## WHAT TO PRODUCE
Rescale the lines below by writing them all out again, requests included, with each bounding-box coordinate in the responses multiplied by 0.6 and rounded to a whole number, halves rounded up. Leave the sample coordinates in the format description unchanged.

## RECORDS PROVIDED
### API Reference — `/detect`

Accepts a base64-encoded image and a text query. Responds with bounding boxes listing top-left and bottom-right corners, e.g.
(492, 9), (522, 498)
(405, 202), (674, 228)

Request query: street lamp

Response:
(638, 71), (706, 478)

## THE COMPLETED TASK
### API Reference — `/detect`

Accepts a base64-encoded image and a text query. Responds with bounding boxes listing top-left and bottom-right corners, e.g.
(492, 9), (522, 498)
(405, 202), (674, 228)

Request query: street lamp

Response:
(383, 43), (424, 287)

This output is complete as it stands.